CONSIGNE 1: Les affirmations (a) La commission a été créée en 2010 par Barack Obama, (b) Les coprésidents de la commission sont Bowles et Simpson et (c) Krugman soutient la politique d’austérité pratiquée en Europe s’accordent-elles avec le texte sur l’éditorial de Paul Krugman ? Répondez par oui ou non pour chacune, puis citez mot pour mot les termes du texte qui tranchent.
CONSIGNE 2: Veuillez relever toutes les personnes nommées dans le texte sur l’éditorial de Paul Krugman.
CONSIGNE 3: Poursuivez le texte sur l’éditorial de Paul Krugman à partir de sa dernière phrase.

SOURCE:
-.-.-
L’esquive à long terme

L’esquive à long terme

Paul Krugman

Éditorial du New York Times 2 Février 2015

Paul Krugman s’en prend une fois de plus à La National Commission on Fiscal Responsibility and Reform [Commission Nationale sur la Responsabilité Fiscale et la Réforme], une commission présidentielle créée en 2010 par Barack Obama pour identifier “les politiques qui amélioreraient la situation budgétaire à moyen terme tout en atteignant une politique budgétaire durable à long terme”. La commission est souvent appelée par les noms de ses coprésidents, Bowles et Simpson. Krugman a depuis longtemps défendu la notion que la politique d’austérité pratiquée en Europe ne mène à rien de bon si ce n’est à enfoncer davantage l’économie dans le marasme.

Selon Krugman l’objectif de la commission, emblématiques dans une même mesure de l’échec des deux partis, est la création de politiques en dehors de tout procédé qui pourrait être soutenu par les centristes. Voici son exposé.
-.-.-
SECTION DES DONNÉES:
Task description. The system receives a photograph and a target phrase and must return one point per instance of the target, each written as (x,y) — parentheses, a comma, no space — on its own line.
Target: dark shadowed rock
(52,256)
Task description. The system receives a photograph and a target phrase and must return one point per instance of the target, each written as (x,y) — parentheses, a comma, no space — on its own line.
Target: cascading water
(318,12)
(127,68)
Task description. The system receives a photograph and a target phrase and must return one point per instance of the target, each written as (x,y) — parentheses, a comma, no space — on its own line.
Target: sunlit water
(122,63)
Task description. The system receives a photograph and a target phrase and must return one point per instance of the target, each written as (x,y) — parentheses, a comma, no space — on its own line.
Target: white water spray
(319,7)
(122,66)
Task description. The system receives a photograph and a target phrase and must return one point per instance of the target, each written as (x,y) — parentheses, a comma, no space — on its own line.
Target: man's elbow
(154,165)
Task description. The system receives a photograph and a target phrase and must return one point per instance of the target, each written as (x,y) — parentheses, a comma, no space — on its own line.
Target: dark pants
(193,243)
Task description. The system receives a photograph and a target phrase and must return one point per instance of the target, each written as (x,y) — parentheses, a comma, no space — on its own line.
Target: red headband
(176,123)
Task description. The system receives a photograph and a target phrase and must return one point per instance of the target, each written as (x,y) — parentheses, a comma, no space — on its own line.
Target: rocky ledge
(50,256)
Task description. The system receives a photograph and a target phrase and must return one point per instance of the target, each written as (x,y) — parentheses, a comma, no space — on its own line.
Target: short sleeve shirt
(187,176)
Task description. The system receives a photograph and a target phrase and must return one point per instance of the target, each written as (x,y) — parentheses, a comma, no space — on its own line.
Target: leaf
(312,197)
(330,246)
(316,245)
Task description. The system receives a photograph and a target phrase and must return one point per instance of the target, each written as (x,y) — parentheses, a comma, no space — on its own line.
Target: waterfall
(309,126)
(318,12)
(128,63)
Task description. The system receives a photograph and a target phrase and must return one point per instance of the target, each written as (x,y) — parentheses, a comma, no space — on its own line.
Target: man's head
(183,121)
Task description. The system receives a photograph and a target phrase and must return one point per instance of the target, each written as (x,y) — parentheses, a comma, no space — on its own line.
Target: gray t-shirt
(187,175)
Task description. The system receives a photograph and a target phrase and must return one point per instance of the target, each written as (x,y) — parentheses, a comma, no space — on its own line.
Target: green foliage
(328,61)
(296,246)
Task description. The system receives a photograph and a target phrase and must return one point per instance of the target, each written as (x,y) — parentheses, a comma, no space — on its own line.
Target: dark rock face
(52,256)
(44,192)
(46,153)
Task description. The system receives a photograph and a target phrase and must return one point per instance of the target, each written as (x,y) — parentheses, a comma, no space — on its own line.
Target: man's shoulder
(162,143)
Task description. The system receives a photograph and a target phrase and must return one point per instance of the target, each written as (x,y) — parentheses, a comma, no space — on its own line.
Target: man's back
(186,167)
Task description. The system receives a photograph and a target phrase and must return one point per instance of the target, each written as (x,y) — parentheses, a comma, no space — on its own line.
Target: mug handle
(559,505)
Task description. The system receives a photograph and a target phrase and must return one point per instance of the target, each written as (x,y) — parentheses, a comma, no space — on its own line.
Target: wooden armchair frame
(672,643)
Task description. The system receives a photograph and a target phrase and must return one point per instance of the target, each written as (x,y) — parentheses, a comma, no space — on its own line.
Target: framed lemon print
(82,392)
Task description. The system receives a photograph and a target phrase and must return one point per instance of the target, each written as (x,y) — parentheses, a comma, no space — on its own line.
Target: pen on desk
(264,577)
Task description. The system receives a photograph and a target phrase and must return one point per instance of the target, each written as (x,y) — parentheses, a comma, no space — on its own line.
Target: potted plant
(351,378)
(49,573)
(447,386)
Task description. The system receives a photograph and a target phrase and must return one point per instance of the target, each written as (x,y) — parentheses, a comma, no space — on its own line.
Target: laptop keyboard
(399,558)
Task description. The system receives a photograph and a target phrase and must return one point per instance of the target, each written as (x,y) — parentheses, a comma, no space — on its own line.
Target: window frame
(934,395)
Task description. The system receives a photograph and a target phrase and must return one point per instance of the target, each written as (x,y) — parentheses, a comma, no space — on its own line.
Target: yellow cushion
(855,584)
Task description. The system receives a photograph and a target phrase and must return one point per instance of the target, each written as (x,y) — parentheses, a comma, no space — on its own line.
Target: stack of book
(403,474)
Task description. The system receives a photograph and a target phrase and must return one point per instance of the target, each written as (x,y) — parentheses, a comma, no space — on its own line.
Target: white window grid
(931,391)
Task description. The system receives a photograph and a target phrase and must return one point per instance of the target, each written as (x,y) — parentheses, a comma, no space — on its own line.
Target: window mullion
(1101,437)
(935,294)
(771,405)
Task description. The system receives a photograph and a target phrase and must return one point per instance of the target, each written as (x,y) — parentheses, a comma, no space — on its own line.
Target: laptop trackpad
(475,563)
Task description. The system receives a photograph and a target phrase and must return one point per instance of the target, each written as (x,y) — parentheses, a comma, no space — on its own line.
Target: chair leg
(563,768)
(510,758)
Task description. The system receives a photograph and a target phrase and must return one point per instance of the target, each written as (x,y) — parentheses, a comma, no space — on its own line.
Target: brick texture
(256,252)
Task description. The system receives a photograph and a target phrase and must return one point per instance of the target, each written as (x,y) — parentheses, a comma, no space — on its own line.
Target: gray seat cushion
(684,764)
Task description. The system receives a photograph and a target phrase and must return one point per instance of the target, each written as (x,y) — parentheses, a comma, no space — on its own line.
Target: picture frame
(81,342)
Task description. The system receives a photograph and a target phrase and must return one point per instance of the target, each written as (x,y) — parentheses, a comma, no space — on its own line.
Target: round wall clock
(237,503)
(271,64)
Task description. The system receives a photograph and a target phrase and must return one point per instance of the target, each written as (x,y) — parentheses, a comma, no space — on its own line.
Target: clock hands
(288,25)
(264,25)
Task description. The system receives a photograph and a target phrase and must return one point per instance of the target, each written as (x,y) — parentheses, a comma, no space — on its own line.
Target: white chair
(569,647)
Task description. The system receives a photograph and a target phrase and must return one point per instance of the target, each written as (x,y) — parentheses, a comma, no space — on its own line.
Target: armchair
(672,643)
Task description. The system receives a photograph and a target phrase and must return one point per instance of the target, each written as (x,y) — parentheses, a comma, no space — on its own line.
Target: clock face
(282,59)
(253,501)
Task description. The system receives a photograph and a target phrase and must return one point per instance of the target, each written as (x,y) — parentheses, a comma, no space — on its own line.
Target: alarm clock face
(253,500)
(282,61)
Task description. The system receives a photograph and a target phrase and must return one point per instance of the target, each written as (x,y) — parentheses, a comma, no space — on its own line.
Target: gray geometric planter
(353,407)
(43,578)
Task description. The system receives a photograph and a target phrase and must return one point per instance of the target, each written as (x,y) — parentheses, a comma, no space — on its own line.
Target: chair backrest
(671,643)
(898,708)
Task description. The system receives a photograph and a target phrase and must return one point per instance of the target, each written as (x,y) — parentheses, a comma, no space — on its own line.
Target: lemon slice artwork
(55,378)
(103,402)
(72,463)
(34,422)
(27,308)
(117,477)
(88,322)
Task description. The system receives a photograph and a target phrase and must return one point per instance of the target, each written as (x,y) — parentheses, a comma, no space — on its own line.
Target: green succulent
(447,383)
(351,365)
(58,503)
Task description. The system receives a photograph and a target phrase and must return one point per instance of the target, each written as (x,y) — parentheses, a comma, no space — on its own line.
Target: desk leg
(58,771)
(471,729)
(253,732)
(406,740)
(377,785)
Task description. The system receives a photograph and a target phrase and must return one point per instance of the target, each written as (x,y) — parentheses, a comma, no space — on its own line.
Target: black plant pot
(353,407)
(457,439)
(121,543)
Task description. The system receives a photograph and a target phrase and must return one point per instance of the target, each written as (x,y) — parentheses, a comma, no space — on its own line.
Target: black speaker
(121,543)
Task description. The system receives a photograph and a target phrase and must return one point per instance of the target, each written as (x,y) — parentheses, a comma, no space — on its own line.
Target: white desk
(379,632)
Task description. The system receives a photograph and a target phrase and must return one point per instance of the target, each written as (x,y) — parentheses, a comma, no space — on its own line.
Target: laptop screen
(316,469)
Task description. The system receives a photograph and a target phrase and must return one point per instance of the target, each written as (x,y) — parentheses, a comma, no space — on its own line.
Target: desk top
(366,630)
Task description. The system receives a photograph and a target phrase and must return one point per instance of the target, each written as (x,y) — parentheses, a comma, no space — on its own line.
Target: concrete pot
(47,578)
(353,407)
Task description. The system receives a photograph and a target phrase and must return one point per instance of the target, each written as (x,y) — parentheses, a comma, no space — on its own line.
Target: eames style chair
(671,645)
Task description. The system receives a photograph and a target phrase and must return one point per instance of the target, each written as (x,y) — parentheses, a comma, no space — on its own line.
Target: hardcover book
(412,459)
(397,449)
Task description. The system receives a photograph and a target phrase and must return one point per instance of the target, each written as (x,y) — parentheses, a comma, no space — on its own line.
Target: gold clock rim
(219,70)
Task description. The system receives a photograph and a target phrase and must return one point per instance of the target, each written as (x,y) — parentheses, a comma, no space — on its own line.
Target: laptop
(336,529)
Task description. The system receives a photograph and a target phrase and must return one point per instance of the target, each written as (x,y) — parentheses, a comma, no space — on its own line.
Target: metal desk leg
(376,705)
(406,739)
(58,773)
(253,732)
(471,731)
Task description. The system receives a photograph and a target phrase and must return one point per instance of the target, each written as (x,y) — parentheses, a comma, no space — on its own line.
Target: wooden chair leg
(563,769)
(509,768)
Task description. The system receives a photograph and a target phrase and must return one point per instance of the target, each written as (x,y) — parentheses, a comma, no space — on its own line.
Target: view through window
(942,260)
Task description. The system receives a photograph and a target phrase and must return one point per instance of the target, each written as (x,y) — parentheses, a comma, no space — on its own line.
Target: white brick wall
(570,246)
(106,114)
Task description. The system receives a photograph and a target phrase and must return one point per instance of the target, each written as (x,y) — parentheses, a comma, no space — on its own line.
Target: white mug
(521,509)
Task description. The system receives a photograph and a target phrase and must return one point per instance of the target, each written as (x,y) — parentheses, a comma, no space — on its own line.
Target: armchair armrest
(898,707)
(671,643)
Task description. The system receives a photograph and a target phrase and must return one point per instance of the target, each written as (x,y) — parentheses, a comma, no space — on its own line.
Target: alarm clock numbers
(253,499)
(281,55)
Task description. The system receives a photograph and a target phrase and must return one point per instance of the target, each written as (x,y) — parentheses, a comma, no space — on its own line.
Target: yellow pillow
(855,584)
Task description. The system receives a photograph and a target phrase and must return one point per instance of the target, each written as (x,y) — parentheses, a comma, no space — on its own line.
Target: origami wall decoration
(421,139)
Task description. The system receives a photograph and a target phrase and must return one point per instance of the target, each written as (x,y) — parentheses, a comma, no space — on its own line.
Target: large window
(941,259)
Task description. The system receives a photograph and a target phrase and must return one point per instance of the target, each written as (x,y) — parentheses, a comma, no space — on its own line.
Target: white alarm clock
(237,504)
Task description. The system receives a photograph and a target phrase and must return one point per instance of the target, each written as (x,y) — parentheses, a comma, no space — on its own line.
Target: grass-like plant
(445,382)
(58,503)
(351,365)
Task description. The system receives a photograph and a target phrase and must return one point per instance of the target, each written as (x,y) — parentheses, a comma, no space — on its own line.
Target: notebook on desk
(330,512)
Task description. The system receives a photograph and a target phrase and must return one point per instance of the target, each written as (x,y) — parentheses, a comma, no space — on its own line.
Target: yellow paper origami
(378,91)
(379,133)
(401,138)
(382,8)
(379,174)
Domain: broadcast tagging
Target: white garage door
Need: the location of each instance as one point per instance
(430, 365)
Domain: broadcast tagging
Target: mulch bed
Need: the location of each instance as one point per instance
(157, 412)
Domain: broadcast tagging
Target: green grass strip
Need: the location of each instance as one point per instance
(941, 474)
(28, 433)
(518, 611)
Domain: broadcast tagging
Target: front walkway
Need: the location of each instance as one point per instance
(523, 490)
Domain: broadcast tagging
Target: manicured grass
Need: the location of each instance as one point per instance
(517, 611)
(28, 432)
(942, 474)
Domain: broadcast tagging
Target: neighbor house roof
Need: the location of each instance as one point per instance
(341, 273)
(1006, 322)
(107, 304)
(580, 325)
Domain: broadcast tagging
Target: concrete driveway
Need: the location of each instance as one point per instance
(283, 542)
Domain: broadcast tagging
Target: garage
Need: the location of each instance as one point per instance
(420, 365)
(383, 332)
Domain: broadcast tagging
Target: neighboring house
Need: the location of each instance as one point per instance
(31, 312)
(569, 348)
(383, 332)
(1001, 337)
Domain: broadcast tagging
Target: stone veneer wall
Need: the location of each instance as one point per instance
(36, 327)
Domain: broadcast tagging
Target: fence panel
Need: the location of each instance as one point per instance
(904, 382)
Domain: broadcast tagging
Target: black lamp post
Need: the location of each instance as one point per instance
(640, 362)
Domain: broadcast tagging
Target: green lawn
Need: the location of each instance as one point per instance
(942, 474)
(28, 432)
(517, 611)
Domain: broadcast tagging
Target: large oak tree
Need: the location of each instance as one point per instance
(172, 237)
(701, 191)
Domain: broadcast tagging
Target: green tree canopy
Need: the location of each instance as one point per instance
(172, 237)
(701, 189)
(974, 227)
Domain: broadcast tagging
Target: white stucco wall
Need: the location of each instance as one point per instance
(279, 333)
-.-.-
RÉPONSE FINALE 1:
(a) Oui : « une commission présidentielle créée en 2010 par Barack Obama »
(b) Oui : « La commission est souvent appelée par les noms de ses coprésidents, Bowles et Simpson. »
(c) Non : « la politique d’austérité pratiquée en Europe ne mène à rien de bon si ce n’est à enfoncer davantage l’économie dans le marasme »

RÉPONSE FINALE 2: Paul Krugman, Barack Obama, Bowles, Simpson

RÉPONSE FINALE 3:
Lundi, le président Obama va demander une importante augmentation des dépenses, inversant les sévères coupures de ces dernières années. Il n’obtiendra pas tout ce qu’il demande, mais c’est un pas dans la bonne direction. Et cela marque aussi un opportun changement dans le discours. Peut-être Washington commence-t-il à se fatiguer de son étroitesse d’esprit, c’est-à-dire l’obsession irresponsable des problèmes à long terme, et la remplace-t-il enfin par la difficile question de la bienveillance à court terme.

O.K, je blague ici pour attirer votre attention, mais je suis tout à fait sérieux. Il est souvent dit que le problème avec les décideurs politiques est qu’ils sont trop concentrés sur la prochaine élection, qu’ils cherchent des solutions à court terme, tout en ignorant le long terme. Mais l’histoire de la politique économique et le discours de ces cinq dernières années ont été exactement à l’opposé.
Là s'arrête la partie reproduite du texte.